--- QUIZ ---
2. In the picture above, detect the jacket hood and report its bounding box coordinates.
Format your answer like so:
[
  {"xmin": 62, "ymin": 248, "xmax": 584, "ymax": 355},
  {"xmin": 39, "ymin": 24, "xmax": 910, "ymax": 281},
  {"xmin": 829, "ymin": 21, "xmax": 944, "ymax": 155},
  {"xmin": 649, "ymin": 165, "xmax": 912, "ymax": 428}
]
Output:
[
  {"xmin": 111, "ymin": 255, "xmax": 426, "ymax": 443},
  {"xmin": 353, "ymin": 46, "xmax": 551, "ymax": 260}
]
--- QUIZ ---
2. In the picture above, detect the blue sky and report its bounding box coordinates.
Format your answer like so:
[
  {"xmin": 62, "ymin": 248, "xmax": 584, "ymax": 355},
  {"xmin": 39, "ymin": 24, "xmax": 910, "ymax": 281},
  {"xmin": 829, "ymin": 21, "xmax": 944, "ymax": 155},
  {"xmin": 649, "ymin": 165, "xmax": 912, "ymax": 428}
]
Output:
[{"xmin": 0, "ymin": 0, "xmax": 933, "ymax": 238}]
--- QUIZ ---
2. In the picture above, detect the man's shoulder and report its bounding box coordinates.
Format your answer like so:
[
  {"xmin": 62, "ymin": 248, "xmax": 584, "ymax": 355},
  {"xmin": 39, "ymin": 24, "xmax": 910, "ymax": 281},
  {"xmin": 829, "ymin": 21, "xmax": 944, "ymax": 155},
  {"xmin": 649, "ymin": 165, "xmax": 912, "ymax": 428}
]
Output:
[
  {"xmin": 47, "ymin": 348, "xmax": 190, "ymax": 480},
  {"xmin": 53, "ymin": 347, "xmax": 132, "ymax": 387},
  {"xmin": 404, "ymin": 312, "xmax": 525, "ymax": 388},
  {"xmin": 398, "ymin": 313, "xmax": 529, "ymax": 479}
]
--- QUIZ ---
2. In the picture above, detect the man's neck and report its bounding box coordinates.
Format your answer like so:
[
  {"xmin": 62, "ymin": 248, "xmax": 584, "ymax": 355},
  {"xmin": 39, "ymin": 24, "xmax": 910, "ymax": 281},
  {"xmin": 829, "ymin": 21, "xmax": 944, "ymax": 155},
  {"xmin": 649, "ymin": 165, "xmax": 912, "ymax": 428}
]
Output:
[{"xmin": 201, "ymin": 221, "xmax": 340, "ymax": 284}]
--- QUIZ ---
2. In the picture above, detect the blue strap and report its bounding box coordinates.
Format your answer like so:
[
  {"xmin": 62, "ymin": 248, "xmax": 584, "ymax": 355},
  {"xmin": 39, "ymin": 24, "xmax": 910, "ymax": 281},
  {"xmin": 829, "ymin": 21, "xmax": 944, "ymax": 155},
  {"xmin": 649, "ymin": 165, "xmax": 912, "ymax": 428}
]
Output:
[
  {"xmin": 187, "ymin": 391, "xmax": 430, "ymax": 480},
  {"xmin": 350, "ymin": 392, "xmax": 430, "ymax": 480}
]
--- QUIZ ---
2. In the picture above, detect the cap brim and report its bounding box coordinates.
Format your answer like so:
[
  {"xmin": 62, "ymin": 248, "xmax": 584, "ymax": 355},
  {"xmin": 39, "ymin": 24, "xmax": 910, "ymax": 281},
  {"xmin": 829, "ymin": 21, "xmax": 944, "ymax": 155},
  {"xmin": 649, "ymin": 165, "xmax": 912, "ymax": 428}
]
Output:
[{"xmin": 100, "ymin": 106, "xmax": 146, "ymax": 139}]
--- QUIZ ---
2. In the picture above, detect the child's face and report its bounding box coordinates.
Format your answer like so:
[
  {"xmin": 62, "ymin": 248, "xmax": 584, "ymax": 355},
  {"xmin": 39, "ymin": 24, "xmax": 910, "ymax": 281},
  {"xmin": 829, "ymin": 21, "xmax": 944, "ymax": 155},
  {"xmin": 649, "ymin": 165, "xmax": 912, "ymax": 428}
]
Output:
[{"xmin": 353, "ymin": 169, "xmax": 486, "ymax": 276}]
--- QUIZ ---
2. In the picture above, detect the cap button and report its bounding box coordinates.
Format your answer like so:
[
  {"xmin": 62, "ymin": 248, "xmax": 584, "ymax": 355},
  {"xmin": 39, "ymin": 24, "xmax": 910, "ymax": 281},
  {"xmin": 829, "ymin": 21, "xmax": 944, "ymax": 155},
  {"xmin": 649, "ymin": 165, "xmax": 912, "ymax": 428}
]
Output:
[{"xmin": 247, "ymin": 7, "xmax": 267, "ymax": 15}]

************

TASK DESCRIPTION: Every line of the listing is to be returned exactly as written.

RESPONSE:
--- QUIZ ---
2. In the picture above, detect the jacket hood and report its bounding box coordinates.
Format your answer like so:
[
  {"xmin": 62, "ymin": 248, "xmax": 584, "ymax": 355},
  {"xmin": 39, "ymin": 24, "xmax": 910, "ymax": 281},
  {"xmin": 829, "ymin": 21, "xmax": 944, "ymax": 155},
  {"xmin": 649, "ymin": 165, "xmax": 912, "ymax": 428}
]
Output:
[
  {"xmin": 111, "ymin": 255, "xmax": 426, "ymax": 443},
  {"xmin": 353, "ymin": 46, "xmax": 551, "ymax": 260}
]
--- QUIZ ---
2. In the picture above, detect the blue sky and report its bounding box coordinates.
Format your answer like so:
[
  {"xmin": 62, "ymin": 248, "xmax": 584, "ymax": 355},
  {"xmin": 39, "ymin": 24, "xmax": 910, "ymax": 281},
  {"xmin": 829, "ymin": 21, "xmax": 944, "ymax": 155},
  {"xmin": 649, "ymin": 165, "xmax": 912, "ymax": 428}
]
Output:
[{"xmin": 0, "ymin": 0, "xmax": 933, "ymax": 238}]
--- QUIZ ---
2. In the picture above, detect the man's shoulder and report its bounding box coordinates.
Format your answer like so:
[
  {"xmin": 62, "ymin": 248, "xmax": 584, "ymax": 355},
  {"xmin": 39, "ymin": 24, "xmax": 910, "ymax": 281},
  {"xmin": 829, "ymin": 21, "xmax": 944, "ymax": 155},
  {"xmin": 649, "ymin": 165, "xmax": 912, "ymax": 428}
]
Output:
[
  {"xmin": 47, "ymin": 348, "xmax": 190, "ymax": 480},
  {"xmin": 53, "ymin": 347, "xmax": 132, "ymax": 387},
  {"xmin": 404, "ymin": 312, "xmax": 525, "ymax": 388},
  {"xmin": 398, "ymin": 313, "xmax": 529, "ymax": 479}
]
--- QUIZ ---
2. In the picture above, detect the man's neck and report its bounding box coordinates.
Format your answer like so:
[
  {"xmin": 62, "ymin": 248, "xmax": 584, "ymax": 355},
  {"xmin": 39, "ymin": 24, "xmax": 910, "ymax": 281},
  {"xmin": 829, "ymin": 21, "xmax": 944, "ymax": 155},
  {"xmin": 649, "ymin": 165, "xmax": 912, "ymax": 428}
]
Output:
[{"xmin": 201, "ymin": 221, "xmax": 340, "ymax": 284}]
--- QUIZ ---
2. In the picture above, detect the blue strap and report its bounding box coordinates.
Format your answer like so:
[
  {"xmin": 62, "ymin": 248, "xmax": 584, "ymax": 355},
  {"xmin": 39, "ymin": 24, "xmax": 910, "ymax": 281},
  {"xmin": 829, "ymin": 21, "xmax": 944, "ymax": 155},
  {"xmin": 649, "ymin": 165, "xmax": 912, "ymax": 428}
]
Output:
[
  {"xmin": 187, "ymin": 391, "xmax": 430, "ymax": 480},
  {"xmin": 350, "ymin": 392, "xmax": 430, "ymax": 480}
]
--- QUIZ ---
2. In the picture above, detect the cap brim and report its bounding box coordinates.
Format your answer like so:
[
  {"xmin": 62, "ymin": 248, "xmax": 584, "ymax": 355},
  {"xmin": 39, "ymin": 24, "xmax": 910, "ymax": 281},
  {"xmin": 829, "ymin": 21, "xmax": 944, "ymax": 155},
  {"xmin": 649, "ymin": 165, "xmax": 912, "ymax": 428}
]
Output:
[{"xmin": 100, "ymin": 106, "xmax": 146, "ymax": 139}]
--- QUIZ ---
2. In the picture above, detect the child's face and report its bounding box coordinates.
Format your answer like so:
[
  {"xmin": 62, "ymin": 248, "xmax": 584, "ymax": 355},
  {"xmin": 39, "ymin": 24, "xmax": 910, "ymax": 281},
  {"xmin": 829, "ymin": 21, "xmax": 944, "ymax": 155},
  {"xmin": 649, "ymin": 165, "xmax": 912, "ymax": 428}
]
Output:
[{"xmin": 353, "ymin": 169, "xmax": 486, "ymax": 276}]
--- QUIZ ---
2. In the picture above, detect the cap button and report its bounding box coordinates.
Format your answer like so:
[
  {"xmin": 62, "ymin": 248, "xmax": 584, "ymax": 355},
  {"xmin": 39, "ymin": 24, "xmax": 910, "ymax": 281},
  {"xmin": 829, "ymin": 21, "xmax": 944, "ymax": 155},
  {"xmin": 649, "ymin": 165, "xmax": 912, "ymax": 428}
]
Output:
[{"xmin": 247, "ymin": 7, "xmax": 267, "ymax": 15}]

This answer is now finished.